### Document extract

◆ ◆ ◆ ◆

In total, combined character additions from both events, six months later, equals 2,539.6 pages of standard copy paper. These contributions could fit into two copies of War and Peace with a little text left over. That is an average of about 423 sheets of paper (bigger than that Harry Potter book!) written a month.

  • Why did that one editor retain after six months?
  • Why did those two editors fail to be retained?
  • Why did the event #2 retained editors "make up" for their lower contribution numbers that appeared one month later.


  • Lack of data on the average of characters added and edits made at edit-a-thons around the world, of this average size (30-35 participants). This would allow us to learn more about the impact of individual events and gain a broader sense of if these events meet their goals (i.e. retaining new editors, exciting experienced editors, people have fun, content gets improved)
  • On occasion, editors create new accounts (perhaps due to losing password information, socks, (legal and not legal), bots, etc.) and we're unable to track those changes. So, we are unaware if perhaps a new editor who edited at the event, made a new account after the event and was retained.
  • It was very hard to do an evaluation almost a year after the event took place. It's best to do it in the "present" of the event time.

Next steps and reflection[edit]

What worked well[edit]

Encouraging attendees to bring children allows for parents to participate without having to seek childcare. However, kids can get bored after a while. The more kids, more of a chance for child care or investment in games and toys at the venue.
  • Having experienced editors on hand to help train and work with new editors as needed.
  • Reaching out to non-Wikimedia channels, such as universities and organizations, can help bring new and curious participants.
  • Pre-preparing materials such as print outs and templates (even the event page template) is helpful, which made the second event take less time to prepare.

◆ ◆ ◆ ◆

### Extracted material
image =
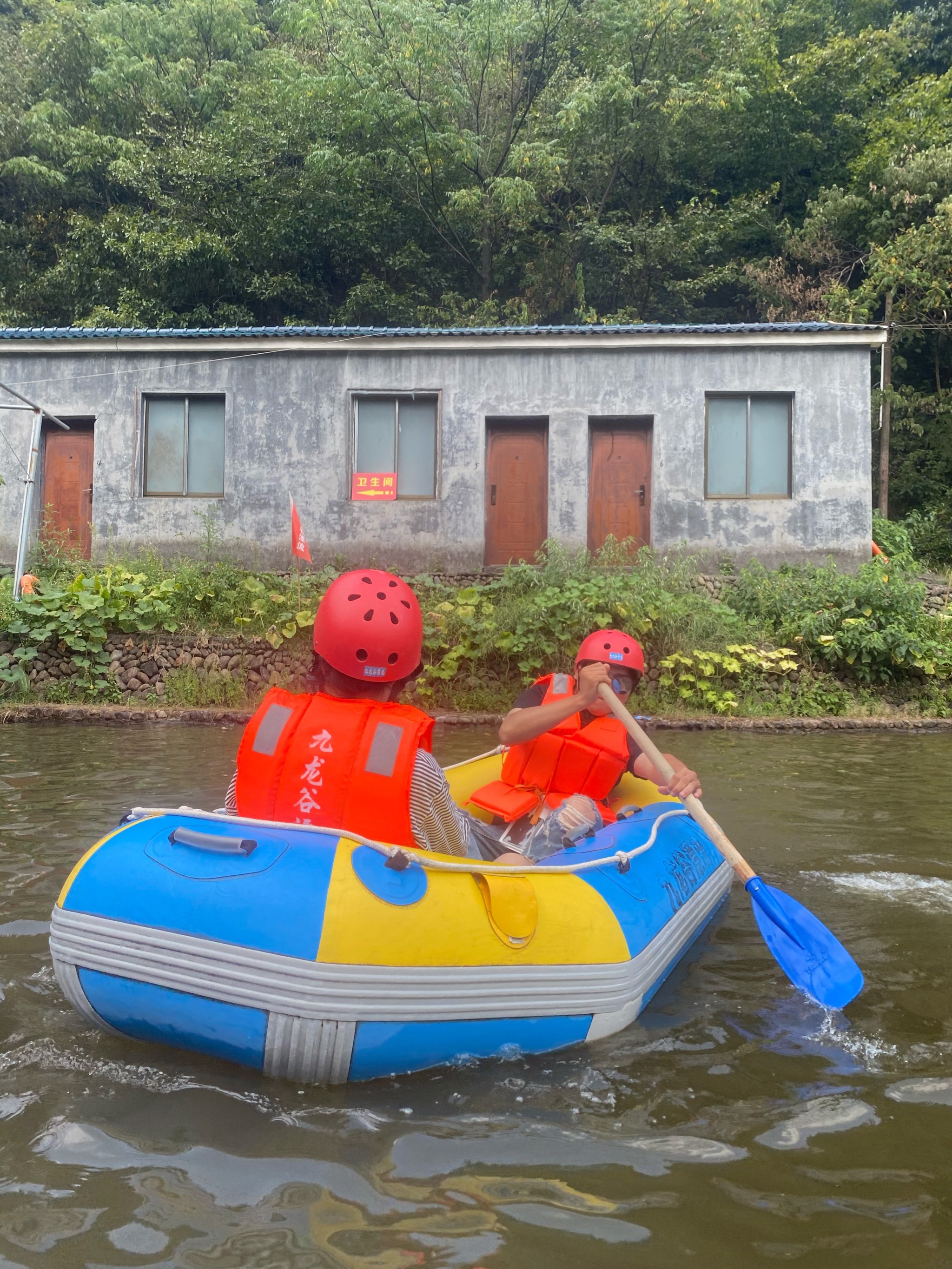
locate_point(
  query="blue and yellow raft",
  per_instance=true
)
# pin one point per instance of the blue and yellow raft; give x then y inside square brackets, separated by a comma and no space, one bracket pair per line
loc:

◆ ◆ ◆ ◆

### To do
- 1) According to the edit-a-thon evaluation, how many pages of standard copy paper did the combined character additions from both events equal six months later?
- 2) Pull every line of the records out word for word, and leave the pictures out of your answer.
The edit-a-thon evaluation and the records have nothing to do with each other.

### Complete answers
- 1) 2,539.6 pages

- 2)
image =
locate_point(
  query="blue and yellow raft",
  per_instance=true
)
# pin one point per instance of the blue and yellow raft; give x then y inside square brackets, separated by a comma and no space, one bracket pair per line
loc:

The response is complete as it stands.